■ **EXERCISE TASK**
How would this sentence from the comments on robot rights read in Spanish: "My mind is open, but it seems like the most reasonable approach is for the law to treat robots in a unique manner."

■ **DOCUMENT EXCERPT**
● ● ●
If they have no rights, we can just shoot the ones that refuse to work. Strikes are for citizens, not slaves.
You try shhoting a non-cooperative steel door and see how much good it does you.
I wholeheartedly agree with Sua, this is a metter for legislatures to figure out.
If robots advance to a certain level of genuine intelligence, I can see the need for laws to be made to provide robots for certain legal protections, in the same way that laws are made to prohibit cruelty to pets. I would imagine that these laws probably ought to go further, for example, allowing a robot to be entrusted with a limited capacity to enter contracts if it is working as an agent of a human or a corporation.
However, for the foreseeable future, the very intent of building robots is that they serve humans in a particular capacity or another, and whether the robot is self-aware or not, that does not change the fact that they are built to do something for humans. Yes, that makes them lower than humans.
My mind is open, but it seems like the most reasonable approach is for the law to treat robots in a unique manner.
So, does a robot become a robot at the minute its power supply is turned on, or must it leave the factory first?
Here’s a question (or poll): How long until someone proposes legislation to make it illegal to create sentient robots? Frankly, most of the human rights issues would be solved if we just kept robots as low-intellect automatons (a la Dune’s Butlerian Jihad).
● ● ●
[Dataset entries]
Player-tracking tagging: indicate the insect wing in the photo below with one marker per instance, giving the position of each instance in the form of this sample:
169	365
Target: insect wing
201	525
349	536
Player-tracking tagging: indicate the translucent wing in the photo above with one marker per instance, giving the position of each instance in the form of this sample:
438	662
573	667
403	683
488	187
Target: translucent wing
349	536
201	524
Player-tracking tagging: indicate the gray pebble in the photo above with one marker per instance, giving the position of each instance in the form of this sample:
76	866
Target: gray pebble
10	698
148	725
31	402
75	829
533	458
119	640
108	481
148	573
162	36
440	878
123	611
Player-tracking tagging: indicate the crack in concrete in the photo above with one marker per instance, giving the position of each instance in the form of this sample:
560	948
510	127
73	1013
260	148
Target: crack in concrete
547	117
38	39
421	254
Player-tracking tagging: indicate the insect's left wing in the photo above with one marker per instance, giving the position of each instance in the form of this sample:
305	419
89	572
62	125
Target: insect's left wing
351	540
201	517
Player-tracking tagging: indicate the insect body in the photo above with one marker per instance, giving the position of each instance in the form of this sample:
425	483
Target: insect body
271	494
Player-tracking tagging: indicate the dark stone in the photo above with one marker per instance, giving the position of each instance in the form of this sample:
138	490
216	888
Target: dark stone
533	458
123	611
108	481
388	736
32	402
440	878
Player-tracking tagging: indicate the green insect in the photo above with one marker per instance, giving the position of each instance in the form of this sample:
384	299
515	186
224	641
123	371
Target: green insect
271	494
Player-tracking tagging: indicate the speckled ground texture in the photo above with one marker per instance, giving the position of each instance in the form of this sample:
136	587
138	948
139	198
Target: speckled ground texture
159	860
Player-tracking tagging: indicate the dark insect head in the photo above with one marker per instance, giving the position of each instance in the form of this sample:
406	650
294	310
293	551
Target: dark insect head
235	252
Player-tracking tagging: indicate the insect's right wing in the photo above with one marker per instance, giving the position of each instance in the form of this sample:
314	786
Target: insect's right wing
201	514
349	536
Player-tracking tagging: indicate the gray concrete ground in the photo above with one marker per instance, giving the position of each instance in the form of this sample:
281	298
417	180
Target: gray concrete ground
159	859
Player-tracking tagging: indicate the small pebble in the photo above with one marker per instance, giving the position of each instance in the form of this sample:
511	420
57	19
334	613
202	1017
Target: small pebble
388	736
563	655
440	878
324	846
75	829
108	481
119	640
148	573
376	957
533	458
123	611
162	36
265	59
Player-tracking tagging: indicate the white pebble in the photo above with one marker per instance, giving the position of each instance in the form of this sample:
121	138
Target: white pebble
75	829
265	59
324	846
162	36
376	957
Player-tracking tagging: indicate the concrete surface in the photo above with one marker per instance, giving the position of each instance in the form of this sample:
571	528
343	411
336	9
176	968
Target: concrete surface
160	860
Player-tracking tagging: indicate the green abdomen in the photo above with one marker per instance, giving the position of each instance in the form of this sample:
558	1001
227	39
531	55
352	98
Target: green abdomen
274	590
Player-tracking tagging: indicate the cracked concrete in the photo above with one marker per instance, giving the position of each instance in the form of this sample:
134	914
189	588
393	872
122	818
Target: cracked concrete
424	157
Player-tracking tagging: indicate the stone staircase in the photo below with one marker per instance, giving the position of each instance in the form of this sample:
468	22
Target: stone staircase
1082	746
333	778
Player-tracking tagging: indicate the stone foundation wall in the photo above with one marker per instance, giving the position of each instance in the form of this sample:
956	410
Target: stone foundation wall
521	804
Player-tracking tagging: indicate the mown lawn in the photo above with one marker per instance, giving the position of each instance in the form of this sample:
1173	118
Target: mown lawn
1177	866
● ● ●
■ **IN RESPONSE**
Tengo la mente abierta, pero parece que el enfoque más razonable es que la ley trate a los robots de una manera única.